_Required tasks_.
[1] Please decide whether each statement below agrees with the forum post on weak convergence, answering yes or no and quoting the deciding words of the post. (a) The poster finished the proof using only the change of variables formula. (b) The argument in the edit is carried over to the general case by density. (c) The poster asks whether the edited argument is correct.
[2] Repeat the forum post on weak convergence word for word, from "I should prove" up to and including "conclude from this.".

_Extract to read_.
_ _ _
Suppose $\mu = \mathcal{L} |_{[0,1]}$ where $\mathcal{L}$ is the Lebesgue measure on the real line.

Define $$f(x):= \begin{cases} 1 & \text{if } 0 \le x < \frac{1}{2} \\ -1 & \text{if } \frac{1}{2} \le x < 1 \end{cases}$$ Periodically extended with period $1$ on the whole real line. Define, for each $n \in \mathbb{N}$, $f_n(x) = f(nx)$. How can I prove $$ f_n \rightharpoonup 0 $$ in $L^p(\mathbb{R}, \mu)$, per every $p \in [1, + \infty)$?

I should prove that, taken $p \in [1, + \infty)$ and $q$ s.t. $\frac{1}{p}+\frac{1}{q} =1$ then, for each $g \in L^{q}(\mathbb{R}, \mu)$, we have $$ \lim_{n \to + \infty} \int_0^1 f(nx)g(x) dx =0 $$

Using the change of variables formula I only obtain $$\int_0^1 f(nx)g(x) dx = \frac{1}{n} \int_0^n f(x)g(x/n)dx $$ and I am not able to conclude from this.

EDIT: Maybe I did it (using your advices) Take $\varphi \in C^{\infty}_c((0,1))$, then \begin{align*} \Biggl | \int_{\mathbb{R}} f_h(x) \varphi(x) \text{d} \mu(x) \Biggr |&= \Biggl | \frac{1}{n} \int_0^n f(x) \varphi(x/n) \text{d} x \Biggr | = \Biggl |\frac{1}{n} \sum_{i=0}^{n-1} \biggl ( \int_{i}^{i+\frac{1}{2}} \varphi(x/n) \text{d} x - \int_{i+\frac{1}{2}}^{i+1} \varphi(x/n) dx \biggr ) \Biggr |\\ & = \Biggl | \frac{1}{2n} \sum_{i=0}^{n-1} ( \varphi(x_n^{i,1}/n)-\varphi(x_n^{i,2}/n) \Biggr |= \Biggl | \frac{1}{2n} \sum_{i=0}^{n-1} \varphi'(\xi_n^i)\frac{ x_n^{i,1}-x_n^{i,2}}{n} \Biggr | \\ & \le \frac{1}{2n^2} \sum_{i=0}^{n-1} \| \varphi'\|_{L^{\infty}(0,1)} \le \frac{ \| \varphi'\|_{L^{\infty}(0,1)} }{2n} \overset{ n \to + \infty}{\longrightarrow} 0 \end{align*} By density we have also that the result holds for $\varphi \in L^q(\mathbb{R} , \mu) $ with $\frac{1}{p} + \frac{1}{q} = 1$.

Is it ok?
_ _ _
[Dataset excerpt]
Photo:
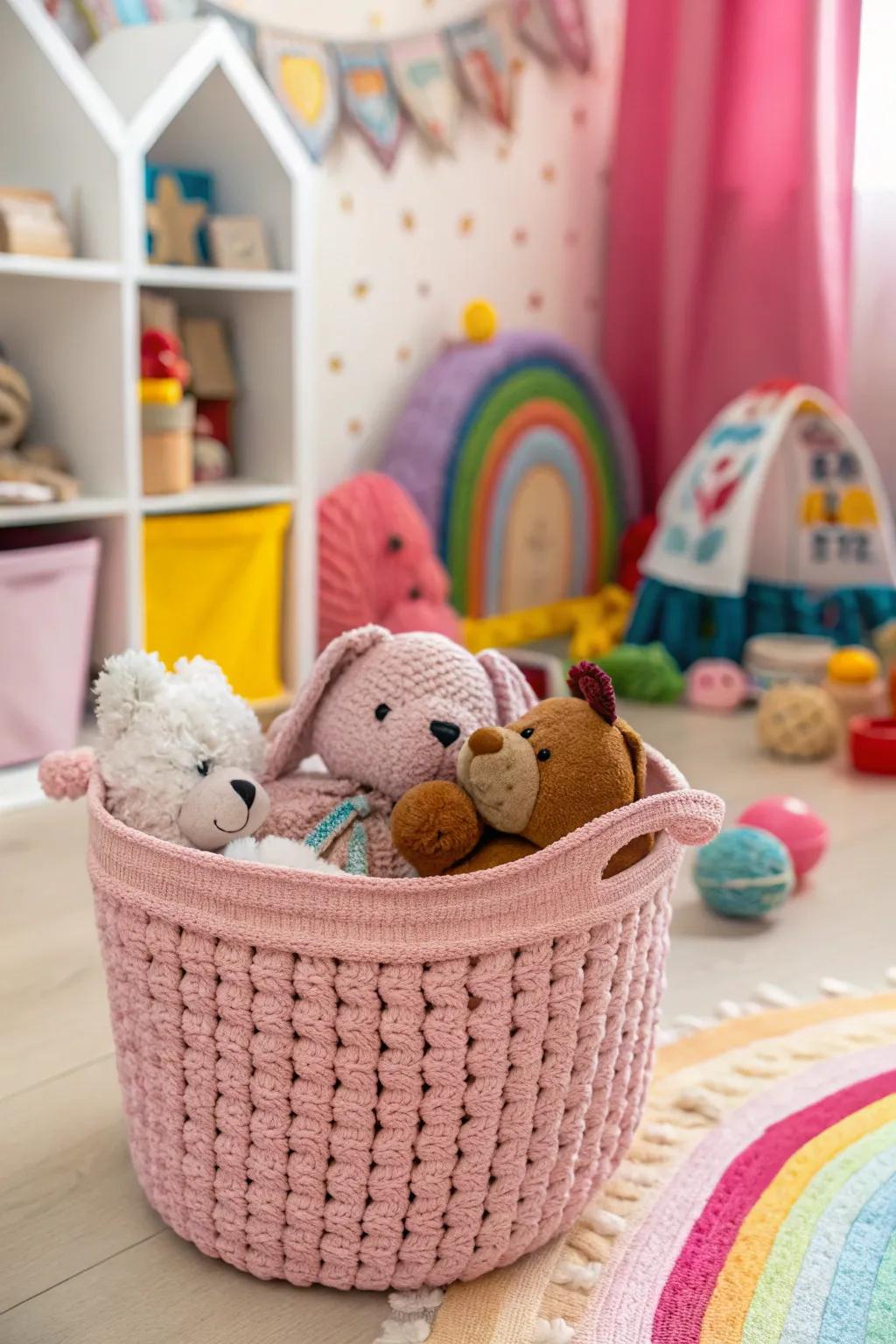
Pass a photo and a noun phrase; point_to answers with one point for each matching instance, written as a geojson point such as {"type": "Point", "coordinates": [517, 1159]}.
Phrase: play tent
{"type": "Point", "coordinates": [775, 522]}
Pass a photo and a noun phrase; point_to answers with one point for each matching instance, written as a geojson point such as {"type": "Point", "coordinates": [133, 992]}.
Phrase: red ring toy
{"type": "Point", "coordinates": [872, 745]}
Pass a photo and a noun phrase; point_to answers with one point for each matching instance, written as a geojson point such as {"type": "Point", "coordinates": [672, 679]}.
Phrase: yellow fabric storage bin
{"type": "Point", "coordinates": [214, 584]}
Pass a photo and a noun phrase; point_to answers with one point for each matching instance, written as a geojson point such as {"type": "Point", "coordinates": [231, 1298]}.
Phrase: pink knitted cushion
{"type": "Point", "coordinates": [364, 1082]}
{"type": "Point", "coordinates": [376, 562]}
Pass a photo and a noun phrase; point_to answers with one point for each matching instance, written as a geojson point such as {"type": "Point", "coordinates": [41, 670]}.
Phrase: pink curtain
{"type": "Point", "coordinates": [730, 210]}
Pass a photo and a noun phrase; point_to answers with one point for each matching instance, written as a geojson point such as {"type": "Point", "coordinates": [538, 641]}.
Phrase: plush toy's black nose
{"type": "Point", "coordinates": [246, 790]}
{"type": "Point", "coordinates": [446, 732]}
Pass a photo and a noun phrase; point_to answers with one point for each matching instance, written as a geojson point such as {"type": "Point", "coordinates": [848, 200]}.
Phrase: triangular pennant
{"type": "Point", "coordinates": [369, 98]}
{"type": "Point", "coordinates": [534, 25]}
{"type": "Point", "coordinates": [571, 27]}
{"type": "Point", "coordinates": [426, 88]}
{"type": "Point", "coordinates": [480, 47]}
{"type": "Point", "coordinates": [304, 78]}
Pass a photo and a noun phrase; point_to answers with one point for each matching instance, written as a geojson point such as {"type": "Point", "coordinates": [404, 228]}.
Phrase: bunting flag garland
{"type": "Point", "coordinates": [374, 82]}
{"type": "Point", "coordinates": [535, 27]}
{"type": "Point", "coordinates": [424, 85]}
{"type": "Point", "coordinates": [572, 32]}
{"type": "Point", "coordinates": [481, 52]}
{"type": "Point", "coordinates": [369, 98]}
{"type": "Point", "coordinates": [304, 78]}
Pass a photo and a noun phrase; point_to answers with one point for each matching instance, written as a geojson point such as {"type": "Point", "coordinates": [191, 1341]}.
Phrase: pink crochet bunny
{"type": "Point", "coordinates": [383, 711]}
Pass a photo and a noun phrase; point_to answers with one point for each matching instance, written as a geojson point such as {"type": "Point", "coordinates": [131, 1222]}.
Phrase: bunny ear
{"type": "Point", "coordinates": [289, 738]}
{"type": "Point", "coordinates": [512, 692]}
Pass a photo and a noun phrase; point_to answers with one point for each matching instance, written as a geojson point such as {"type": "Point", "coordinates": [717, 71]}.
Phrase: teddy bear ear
{"type": "Point", "coordinates": [199, 669]}
{"type": "Point", "coordinates": [289, 738]}
{"type": "Point", "coordinates": [127, 682]}
{"type": "Point", "coordinates": [635, 749]}
{"type": "Point", "coordinates": [514, 695]}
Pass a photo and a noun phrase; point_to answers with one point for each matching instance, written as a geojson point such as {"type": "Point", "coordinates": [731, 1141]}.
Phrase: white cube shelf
{"type": "Point", "coordinates": [183, 94]}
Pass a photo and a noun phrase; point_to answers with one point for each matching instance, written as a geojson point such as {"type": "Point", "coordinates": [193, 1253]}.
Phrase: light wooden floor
{"type": "Point", "coordinates": [82, 1256]}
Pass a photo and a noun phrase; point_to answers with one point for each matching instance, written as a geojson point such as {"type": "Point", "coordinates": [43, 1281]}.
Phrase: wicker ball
{"type": "Point", "coordinates": [798, 722]}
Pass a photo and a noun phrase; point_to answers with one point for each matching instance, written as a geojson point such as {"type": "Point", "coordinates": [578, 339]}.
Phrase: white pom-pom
{"type": "Point", "coordinates": [604, 1222]}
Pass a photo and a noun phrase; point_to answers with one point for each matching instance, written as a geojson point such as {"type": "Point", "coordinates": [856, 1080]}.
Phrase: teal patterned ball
{"type": "Point", "coordinates": [745, 872]}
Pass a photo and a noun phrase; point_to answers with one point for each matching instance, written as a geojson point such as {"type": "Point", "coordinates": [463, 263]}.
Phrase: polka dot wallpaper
{"type": "Point", "coordinates": [514, 218]}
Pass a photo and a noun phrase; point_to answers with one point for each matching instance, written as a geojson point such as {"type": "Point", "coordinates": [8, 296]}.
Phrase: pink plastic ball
{"type": "Point", "coordinates": [801, 830]}
{"type": "Point", "coordinates": [717, 684]}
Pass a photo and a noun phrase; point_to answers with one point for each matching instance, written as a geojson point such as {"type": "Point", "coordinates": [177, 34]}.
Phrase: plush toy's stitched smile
{"type": "Point", "coordinates": [231, 831]}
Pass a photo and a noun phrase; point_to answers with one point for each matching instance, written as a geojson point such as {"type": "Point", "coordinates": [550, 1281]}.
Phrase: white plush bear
{"type": "Point", "coordinates": [178, 754]}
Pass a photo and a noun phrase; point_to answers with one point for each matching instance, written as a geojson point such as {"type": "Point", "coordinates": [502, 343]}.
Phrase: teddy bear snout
{"type": "Point", "coordinates": [502, 780]}
{"type": "Point", "coordinates": [223, 807]}
{"type": "Point", "coordinates": [444, 732]}
{"type": "Point", "coordinates": [245, 789]}
{"type": "Point", "coordinates": [485, 741]}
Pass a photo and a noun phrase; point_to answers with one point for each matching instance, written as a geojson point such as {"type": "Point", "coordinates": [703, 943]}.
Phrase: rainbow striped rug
{"type": "Point", "coordinates": [757, 1206]}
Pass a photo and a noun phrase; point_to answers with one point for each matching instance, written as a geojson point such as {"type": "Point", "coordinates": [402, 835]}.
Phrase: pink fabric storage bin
{"type": "Point", "coordinates": [46, 619]}
{"type": "Point", "coordinates": [374, 1082]}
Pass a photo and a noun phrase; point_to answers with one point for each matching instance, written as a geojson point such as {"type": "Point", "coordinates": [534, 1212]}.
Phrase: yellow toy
{"type": "Point", "coordinates": [856, 683]}
{"type": "Point", "coordinates": [595, 624]}
{"type": "Point", "coordinates": [160, 391]}
{"type": "Point", "coordinates": [480, 320]}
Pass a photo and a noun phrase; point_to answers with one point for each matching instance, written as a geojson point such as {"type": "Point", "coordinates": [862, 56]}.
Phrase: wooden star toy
{"type": "Point", "coordinates": [173, 225]}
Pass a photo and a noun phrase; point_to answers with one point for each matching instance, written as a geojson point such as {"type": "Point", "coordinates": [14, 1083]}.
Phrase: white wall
{"type": "Point", "coordinates": [517, 220]}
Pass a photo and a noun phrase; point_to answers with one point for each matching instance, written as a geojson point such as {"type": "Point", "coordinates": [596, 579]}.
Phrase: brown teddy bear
{"type": "Point", "coordinates": [524, 787]}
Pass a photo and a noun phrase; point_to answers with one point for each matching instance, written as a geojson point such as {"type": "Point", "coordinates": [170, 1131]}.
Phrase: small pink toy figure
{"type": "Point", "coordinates": [378, 564]}
{"type": "Point", "coordinates": [717, 684]}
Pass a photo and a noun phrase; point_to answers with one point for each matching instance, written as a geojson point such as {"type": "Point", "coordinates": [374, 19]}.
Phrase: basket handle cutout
{"type": "Point", "coordinates": [690, 816]}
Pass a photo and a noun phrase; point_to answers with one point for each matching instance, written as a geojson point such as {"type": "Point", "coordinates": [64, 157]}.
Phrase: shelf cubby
{"type": "Point", "coordinates": [175, 93]}
{"type": "Point", "coordinates": [60, 132]}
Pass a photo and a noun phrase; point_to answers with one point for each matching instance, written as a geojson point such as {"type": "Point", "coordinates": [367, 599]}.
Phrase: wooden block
{"type": "Point", "coordinates": [32, 225]}
{"type": "Point", "coordinates": [178, 202]}
{"type": "Point", "coordinates": [207, 350]}
{"type": "Point", "coordinates": [158, 313]}
{"type": "Point", "coordinates": [236, 242]}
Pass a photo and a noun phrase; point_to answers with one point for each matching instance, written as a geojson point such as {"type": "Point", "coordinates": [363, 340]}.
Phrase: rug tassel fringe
{"type": "Point", "coordinates": [556, 1331]}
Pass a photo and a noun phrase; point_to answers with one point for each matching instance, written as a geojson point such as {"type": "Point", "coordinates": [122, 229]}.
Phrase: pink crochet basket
{"type": "Point", "coordinates": [373, 1082]}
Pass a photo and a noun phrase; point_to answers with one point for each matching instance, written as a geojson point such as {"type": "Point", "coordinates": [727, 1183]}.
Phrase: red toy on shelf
{"type": "Point", "coordinates": [161, 356]}
{"type": "Point", "coordinates": [872, 745]}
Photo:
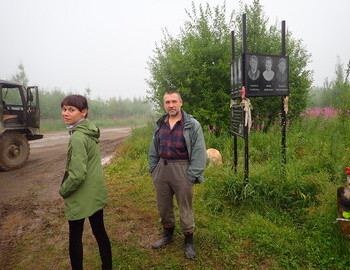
_ _ _
_Solutions below_.
[1]
(a) No: "and I am not able to conclude from this."
(b) Yes: "By density we have also that the result holds for"
(c) Yes: "Is it ok?"

[2]
I should prove that, taken $p \in [1, + \infty)$ and $q$ s.t. $\frac{1}{p}+\frac{1}{q} =1$ then, for each $g \in L^{q}(\mathbb{R}, \mu)$, we have $$ \lim_{n \to + \infty} \int_0^1 f(nx)g(x) dx =0 $$

Using the change of variables formula I only obtain $$\int_0^1 f(nx)g(x) dx = \frac{1}{n} \int_0^n f(x)g(x/n)dx $$ and I am not able to conclude from this.